Japon : une population digne

par Damien Personnaz
mercredi 16 mars 2011

Les images et les mots qui tentent de décrire la tragédie au Japon parlent de morts, d'apocalypse, de détresse, de panique nucléaire. Le mot qui me vient à l'esprit est : dignité. 

Les images en boucle de la télévision montre des scènes de dévastation, de peur ; apocalyptiques.

Vous les regardez sûrement comme moi dans le salon ou dans la cuisine en train de préparer le dîner. Vous les écoutez dans les embouteillages ou dans le calme de la salle de bain.

Après la tragédie de décembre 2004 qui a frappé l’Asie et une partie des pays bordant l’océan Indien faisant près de 250'000 victimes, c’est au tour du Japon, six ans après, d’être frappé par le séisme et le tsumani tant redoutés.
◇ ◇ ◇ ◇ ◇ ◇ ◇
_EXERCICES_
1/ Répondez aux questions suivantes à partir de l'extrait sur le Japon.
(a) Quel mot vient à l'esprit face à la tragédie au Japon ?
(b) Quelle date figure en tête de l'extrait ?
(c) Combien de victimes environ la tragédie de décembre 2004 a-t-elle faites ?
2/ Indiquez si chaque affirmation concorde avec l'extrait sur le Japon.
(a) La tragédie de décembre 2004 a frappé l'Asie et une partie des pays bordant l'océan Indien.
(b) Le Japon est frappé dix ans après la tragédie de décembre 2004.
(c) Les images de la télévision montrent des scènes de fête.

_SECTION DES DONNÉES_
◇ ◇ ◇ ◇ ◇ ◇ ◇
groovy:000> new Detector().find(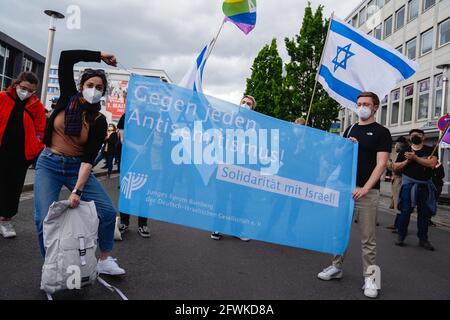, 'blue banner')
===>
[119,75,357,254]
◇ ◇ ◇ ◇ ◇ ◇ ◇
_RÉPONSES_
1/
(a) Le mot « dignité ».
(b) Mercredi 16 mars 2011.
(c) Près de 250'000 victimes.

2/
(a) Oui : « la tragédie de décembre 2004 qui a frappé l’Asie et une partie des pays bordant l’océan Indien ».
(b) Non : « c’est au tour du Japon, six ans après ».
(c) Non : « des scènes de dévastation, de peur ».